PROVIDED RECORDS:
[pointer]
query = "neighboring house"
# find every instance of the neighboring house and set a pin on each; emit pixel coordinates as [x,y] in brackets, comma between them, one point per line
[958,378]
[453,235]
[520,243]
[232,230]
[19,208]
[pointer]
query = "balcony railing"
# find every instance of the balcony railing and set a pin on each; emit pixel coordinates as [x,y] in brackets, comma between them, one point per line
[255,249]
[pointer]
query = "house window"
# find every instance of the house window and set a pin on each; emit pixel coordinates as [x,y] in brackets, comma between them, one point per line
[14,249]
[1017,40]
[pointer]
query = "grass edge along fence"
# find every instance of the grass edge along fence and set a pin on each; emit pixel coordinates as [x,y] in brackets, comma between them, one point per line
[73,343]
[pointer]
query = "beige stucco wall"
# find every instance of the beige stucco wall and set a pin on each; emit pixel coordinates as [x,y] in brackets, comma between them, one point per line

REQUEST: Rewrite all of the items above, swapping "set a pin" for "place a marker" everywhere it occurs and keeping everything else the same.

THE REPLY:
[pointer]
query = "neighboring house"
# find every instance of the neighboring house and place a marker on each; emit pixel coordinates as [x,y] in brackets, comma between them, one point per line
[958,378]
[453,235]
[520,243]
[232,230]
[19,208]
[pointer]
query = "balcony railing"
# find every instance of the balcony railing and place a marker on each; emit pixel coordinates as [x,y] in brackets, comma between them, one point per line
[255,249]
[pointer]
query = "house window"
# find every instance of the house window and place a marker on each; emit pixel coordinates as [x,y] in brackets, comma between them, one point per line
[14,249]
[1017,40]
[pointer]
query = "grass edge along fence"
# find every instance of the grass edge along fence and place a marker on each; emit pixel coordinates as [x,y] in brackets, comma between them, one point per line
[73,343]
[pointer]
query = "beige stucco wall"
# find every instance of the beige stucco wall and place a marker on each; emit pixel coordinates as [x,y] in brackets, comma between them, one point per line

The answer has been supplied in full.